◆ AIM OF THE EXERCISE
The records are to be reproduced verbatim.

[Stored records]
>>

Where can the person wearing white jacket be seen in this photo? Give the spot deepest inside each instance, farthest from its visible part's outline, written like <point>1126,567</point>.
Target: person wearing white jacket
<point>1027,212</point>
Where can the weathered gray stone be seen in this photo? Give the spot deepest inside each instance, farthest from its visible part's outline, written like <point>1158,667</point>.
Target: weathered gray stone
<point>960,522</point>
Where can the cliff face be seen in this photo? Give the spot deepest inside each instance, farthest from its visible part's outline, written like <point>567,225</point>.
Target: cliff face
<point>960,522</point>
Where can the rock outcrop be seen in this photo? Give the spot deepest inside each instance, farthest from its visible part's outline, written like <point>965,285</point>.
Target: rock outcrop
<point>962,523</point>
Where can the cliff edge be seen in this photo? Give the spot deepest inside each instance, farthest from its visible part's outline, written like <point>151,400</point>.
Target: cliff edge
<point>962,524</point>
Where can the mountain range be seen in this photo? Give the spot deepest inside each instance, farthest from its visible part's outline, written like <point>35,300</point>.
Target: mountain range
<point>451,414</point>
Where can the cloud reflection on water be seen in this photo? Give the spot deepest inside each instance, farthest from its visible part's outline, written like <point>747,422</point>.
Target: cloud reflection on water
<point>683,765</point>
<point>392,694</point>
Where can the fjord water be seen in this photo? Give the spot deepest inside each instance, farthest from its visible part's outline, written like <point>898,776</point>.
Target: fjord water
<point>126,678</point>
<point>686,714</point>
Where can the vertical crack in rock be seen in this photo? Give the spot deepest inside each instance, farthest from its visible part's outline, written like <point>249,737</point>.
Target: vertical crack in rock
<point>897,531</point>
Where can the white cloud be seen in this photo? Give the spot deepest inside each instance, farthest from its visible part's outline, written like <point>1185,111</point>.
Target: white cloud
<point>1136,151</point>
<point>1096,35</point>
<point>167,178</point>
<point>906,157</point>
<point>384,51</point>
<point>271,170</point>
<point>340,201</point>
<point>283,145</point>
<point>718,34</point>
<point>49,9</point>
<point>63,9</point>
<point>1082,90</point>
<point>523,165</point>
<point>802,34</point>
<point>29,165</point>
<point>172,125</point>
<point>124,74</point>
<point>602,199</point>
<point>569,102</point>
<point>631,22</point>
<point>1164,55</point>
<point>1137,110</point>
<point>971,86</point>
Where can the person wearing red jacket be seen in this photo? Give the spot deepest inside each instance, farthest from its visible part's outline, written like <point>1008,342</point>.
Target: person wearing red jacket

<<

◆ TASK SOLUTION
Where can the person wearing white jacket be seen in this photo? Give the spot deepest inside each instance, farthest from its visible part's outline, written like <point>1126,567</point>.
Target: person wearing white jacket
<point>1027,212</point>
Where can the weathered gray stone be seen in this photo? Give the spot deepest inside each instance, farthest from its visible part's outline, written like <point>1158,667</point>.
Target: weathered gray stone
<point>960,522</point>
Where can the cliff face be seen in this photo? Give the spot deepest inside each instance, farthest from its visible part's outline, written like <point>567,225</point>.
Target: cliff face
<point>960,522</point>
Where can the rock outcrop be seen in this photo? Give the spot deepest inside each instance, farthest from its visible part's outline, written like <point>965,285</point>.
Target: rock outcrop
<point>962,523</point>
Where can the cliff edge be seen in this photo? Give the spot deepest inside each instance, farthest from its visible part's outline, written like <point>151,400</point>.
Target: cliff edge
<point>962,524</point>
Where can the mountain range be seen in this photo? Give the spot deepest inside each instance, farthest from its visible part's outline, written like <point>35,300</point>.
Target: mountain range
<point>451,414</point>
Where can the cloud reflection on water be seen in this photo? Give the spot deepest inside each instance, farthest from its visible part's outline, written like <point>747,422</point>.
Target: cloud reflection on water
<point>683,765</point>
<point>392,694</point>
Where can the fjord water be seen in this photo? Give the spot deepest inside each instance, farthest from its visible part's outline, written like <point>898,776</point>.
Target: fjord water
<point>126,678</point>
<point>686,714</point>
Where can the vertical crack in rock be seen in this photo? Give the spot deepest inside each instance, farthest from its visible part's outline, written like <point>249,737</point>.
Target: vertical crack in rock
<point>897,531</point>
Where can the white cloud be seen in this photo? Give the spot deepest inside each instance, farthest from its visible part's outline, written like <point>1185,111</point>.
Target: white cloud
<point>1136,151</point>
<point>1096,35</point>
<point>167,178</point>
<point>906,157</point>
<point>384,51</point>
<point>271,170</point>
<point>340,201</point>
<point>283,145</point>
<point>718,34</point>
<point>49,9</point>
<point>63,9</point>
<point>1082,90</point>
<point>523,165</point>
<point>802,34</point>
<point>29,165</point>
<point>172,125</point>
<point>124,74</point>
<point>602,199</point>
<point>569,102</point>
<point>631,22</point>
<point>1164,55</point>
<point>1137,110</point>
<point>971,86</point>
Where can the person wearing red jacket be seen in this photo? Give the spot deepest inside each instance, farthest from its visible part's outline, written like <point>1008,342</point>.
Target: person wearing red jacket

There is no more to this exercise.